- _Things to do_:
1 - Rewrite the passage of the turntable forum thread between "I've got a Denon" and "enjoy the Denon.", inclusive, replacing "turntable" with "record player".
2 - Extend the forum thread about the Yamaha MC-1s cartridge, picking up after its final sentence.

View Full Version : New here, and a question about a Yamaha MC-1s cartridge.

11-18-2007, 08:30 PM
Hello, It's nice to find a spot where others enjoy quality sound. I hope I'm not going to be a burden on you.

I was recently given a turntable (a Revolver, to be specific, with a Linn Basik LVX tonearm), and it came with this cartridge.

The cartridge is in great shape, it just doesn't appear to have a stylus on it. IT's still in the lexan and aluminum case it came in. I was wondering if anyone here had experience with this cartridge, and if so, knows where I can get a stylus.



Yamaha B-2
11-18-2007, 08:45 PM
Welcome to AK.:thmbsp: We'll spread your burden around. Think there are about 15K of us. :D

Being an MC (moving coil) cartridge, you can't really 'get a stylus' for it. You have to have it retipped. Several of us here have cartridges at Soundsmith (google it) for a retip at the moment. They have a good rep, but thus far we only have one positive report from an AK member. Should know more in a few weeks. The MC-1s, IIRC, was Yamaha's top MC cartridge. May wll be worth whatever it costs to have it redone.

11-19-2007, 06:05 AM
Slight correction, both Audio Technica and Pioneer made (make) MC cartridges with removeable stylii, and very good ones at that.

01-07-2008, 03:22 AM
Sorry it took so long for me to get back here. I've been up to my ears in things.

This cartridge is in perfect shape besides the retipping issue. Does anyone know what it would sell for? I'm trying to decide what the turntable and this might be worth. There is absolutely no information out there that I can find.

I've got a Denon DP 15F Quartz turntable with a higher end Audio Technica cartridge on it that I'm using now. It's not the best, but with my nerve damage, I'm wondering if I should really be messing with a manual tonearm anymore. I know it's better, I'm just trying to see if it's worth retipping and fixing the revolver or if I should just enjoy the Denon.

The Revolver is fine, I just can't figure out if it's set up for our electricity or not. The plinth says 240, but the motor says 120. The motor is made in swizerland or sweeden if I recall. It looks original. Either there is some circuitry in there to change it, or someone has got a us revolver motor and installed it in there.

Mask labeling entries:
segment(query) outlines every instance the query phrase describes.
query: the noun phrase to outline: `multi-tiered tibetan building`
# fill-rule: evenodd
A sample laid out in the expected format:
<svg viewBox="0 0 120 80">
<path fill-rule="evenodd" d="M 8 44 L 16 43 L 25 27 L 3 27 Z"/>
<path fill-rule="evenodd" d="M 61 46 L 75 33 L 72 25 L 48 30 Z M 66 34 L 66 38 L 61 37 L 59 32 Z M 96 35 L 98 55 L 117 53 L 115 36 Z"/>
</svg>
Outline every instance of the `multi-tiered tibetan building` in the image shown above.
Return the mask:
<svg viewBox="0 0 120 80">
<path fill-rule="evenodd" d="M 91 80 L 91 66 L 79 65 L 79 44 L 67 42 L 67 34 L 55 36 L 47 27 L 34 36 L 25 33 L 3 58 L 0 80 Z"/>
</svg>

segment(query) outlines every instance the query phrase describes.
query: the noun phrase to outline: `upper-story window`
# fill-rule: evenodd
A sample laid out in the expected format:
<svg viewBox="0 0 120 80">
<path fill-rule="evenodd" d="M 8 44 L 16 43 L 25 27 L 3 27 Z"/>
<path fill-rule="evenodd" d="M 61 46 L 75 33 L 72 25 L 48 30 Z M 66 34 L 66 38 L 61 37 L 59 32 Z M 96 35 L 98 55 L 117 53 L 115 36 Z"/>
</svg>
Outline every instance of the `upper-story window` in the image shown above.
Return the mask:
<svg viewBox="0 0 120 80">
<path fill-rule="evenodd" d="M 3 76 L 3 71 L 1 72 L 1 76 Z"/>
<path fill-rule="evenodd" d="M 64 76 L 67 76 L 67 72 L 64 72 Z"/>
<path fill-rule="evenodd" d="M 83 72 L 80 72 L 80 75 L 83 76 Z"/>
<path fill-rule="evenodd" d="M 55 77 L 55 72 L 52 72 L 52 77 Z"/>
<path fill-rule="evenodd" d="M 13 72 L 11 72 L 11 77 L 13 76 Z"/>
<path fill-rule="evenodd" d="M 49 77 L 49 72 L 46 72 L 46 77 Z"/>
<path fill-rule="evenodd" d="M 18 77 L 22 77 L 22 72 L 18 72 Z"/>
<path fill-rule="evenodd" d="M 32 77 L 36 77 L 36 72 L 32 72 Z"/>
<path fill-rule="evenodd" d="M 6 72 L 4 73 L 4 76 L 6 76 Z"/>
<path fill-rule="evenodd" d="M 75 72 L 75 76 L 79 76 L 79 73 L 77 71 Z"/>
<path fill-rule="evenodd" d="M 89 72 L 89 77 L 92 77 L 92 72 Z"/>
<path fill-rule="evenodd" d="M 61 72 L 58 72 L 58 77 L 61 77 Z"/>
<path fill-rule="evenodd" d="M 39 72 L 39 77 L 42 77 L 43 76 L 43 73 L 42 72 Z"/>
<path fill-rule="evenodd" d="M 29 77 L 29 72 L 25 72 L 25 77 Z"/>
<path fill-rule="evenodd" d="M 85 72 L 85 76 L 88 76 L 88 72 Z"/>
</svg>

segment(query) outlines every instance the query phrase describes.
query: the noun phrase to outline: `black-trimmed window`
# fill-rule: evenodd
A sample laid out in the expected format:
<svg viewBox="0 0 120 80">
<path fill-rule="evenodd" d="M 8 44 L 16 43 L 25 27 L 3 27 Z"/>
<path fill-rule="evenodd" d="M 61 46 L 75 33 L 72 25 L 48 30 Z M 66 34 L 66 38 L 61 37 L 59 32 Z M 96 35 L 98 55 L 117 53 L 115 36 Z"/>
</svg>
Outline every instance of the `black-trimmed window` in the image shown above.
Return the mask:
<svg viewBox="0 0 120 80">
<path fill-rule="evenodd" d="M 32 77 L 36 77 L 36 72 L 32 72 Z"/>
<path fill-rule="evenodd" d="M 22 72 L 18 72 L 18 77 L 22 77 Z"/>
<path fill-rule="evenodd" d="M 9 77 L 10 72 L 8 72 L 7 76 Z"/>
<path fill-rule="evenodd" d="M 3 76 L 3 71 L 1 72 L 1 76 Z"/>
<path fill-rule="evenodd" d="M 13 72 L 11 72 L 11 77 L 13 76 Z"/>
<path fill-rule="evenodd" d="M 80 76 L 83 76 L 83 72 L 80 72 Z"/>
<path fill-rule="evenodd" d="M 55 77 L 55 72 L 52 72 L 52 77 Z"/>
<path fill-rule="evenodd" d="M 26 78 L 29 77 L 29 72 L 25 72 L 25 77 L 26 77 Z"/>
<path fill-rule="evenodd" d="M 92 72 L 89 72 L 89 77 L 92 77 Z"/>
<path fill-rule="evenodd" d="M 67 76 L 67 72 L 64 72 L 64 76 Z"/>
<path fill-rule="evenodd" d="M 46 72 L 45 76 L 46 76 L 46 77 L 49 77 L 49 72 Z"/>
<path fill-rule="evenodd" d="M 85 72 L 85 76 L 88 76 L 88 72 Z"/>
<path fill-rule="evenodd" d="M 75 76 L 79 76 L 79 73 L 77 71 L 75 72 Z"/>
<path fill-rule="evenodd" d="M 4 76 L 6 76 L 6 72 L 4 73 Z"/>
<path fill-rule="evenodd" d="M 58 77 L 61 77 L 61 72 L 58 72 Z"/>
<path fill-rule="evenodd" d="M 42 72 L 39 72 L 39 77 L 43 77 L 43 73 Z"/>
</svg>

- _Expected answers_:
1 -
I've got a Denon DP 15F Quartz record player with a higher end Audio Technica cartridge on it that I'm using now. It's not the best, but with my nerve damage, I'm wondering if I should really be messing with a manual tonearm anymore. I know it's better, I'm just trying to see if it's worth retipping and fixing the revolver or if I should just enjoy the Denon.

2 -
Yamaha B-2
01-08-2008, 06:03 PM
Am not familiar with the 'Revolver' name or TTs. My guess is that Yamaha did not make the cartridge, but it is a good one, being the best the sold. Since your original post I've received my Soundsmith retipped Denon DL-303 and am very pleased with the sound. IMHO, the Yamaha is definitely worth the cost to retip. But, perhaps only for the Yamaha collector (like me). For the cost of the retip ($150-350, depending on which cantilever and stylus you want) you could purchase a new HOMC like a Denon DL-160 at the low end or the range, or better. Believe the MC-1s is a LOMC. Do you have the phono stage to handle a LOMC? If not, you'll need a HOMC or MM cartridge.

01-08-2008, 07:09 PM
I just looked up the specs of the Yamaha MC-1S and MC-1x:

CARTRIDGE: Yamaha MC-1s & MC-1x
Type: Moving Coil
Output voltage: 0.2mV (1kHz, 5cm/sec, peak 45)
Frequency range 10Hz - 20kHz (signal up to ~60 kHz)
Recommended load impedance 30 Ohms +/- 20%
Channel balance @ 1 kHz 1.0dB or less
Channel separation: ?
Stylus shape: 8 x 40 mikron Ellipse
Stylus construction: ?
Cantilever: Beryllium pipe
Coils & construction: Sillicon baseplate, IC Aluminiumfilm-coil
Magnet: Samarium-Kobolt
Hausing: Pressure molted Aliminium monoblock
Dynamic compliance: 11 x 10-6cm/dyne (MC-1x, 30 x 10-6cm/dyne)
Static compliance: ? x 10-6cm/dyne
Recommended tracking force: 1.8g +/- 0,1g
Vertical Tracking angle: 20 degrees
Dimensions: ?
Color: silver & Black
Weight 7,8g +/- 0,1g (MC-1x, 18,5g +/- 0,1g)

MSRP: ? any have bluebook info??

01-09-2008, 01:03 AM
I am going to contact soundsmith tomorrow if I can. I'd like to know how much this thing is worth to an interested party. I don't want to take a hit if I sell it out of ignorance of it's value. They will probably know more about it, being in the business, and can tell me more about retipping as well.



01-09-2008, 09:25 AM
The Yamaha MC 1s is a very fine cartridge, but perhaps because its from a large manufacturer, it doesn't have the cachet that many of its peers have. So its probably not worth as much as you might hope. If you have the money, its probably very well worth retipping but it won't be cheap. I have one that I wore out and miss it, but I can't afford to have it done.

01-09-2008, 10:45 AM
AFAIK most of Yamaha's cartridges were OEM from Audio Technica but built to Yamaha's specs.

Yamaha B-2
01-09-2008, 03:57 PM
Anders - Do you know the production dates for Yamaha's cartridges?

01-10-2008, 06:22 PM
B-2 Sorry, no I don't. But it would not give that much info about the state the cart is in anyway, that as you know is all about houres and how it was treated. About the MC-1s and x, they where on sale for about 5 years (1979-83) and the replaced by the MC-1000 that ran for 9 years (1984-92).

merrylander I also have heard this, only it was Yamaha ingeneers designing the carts and then letting AT build them.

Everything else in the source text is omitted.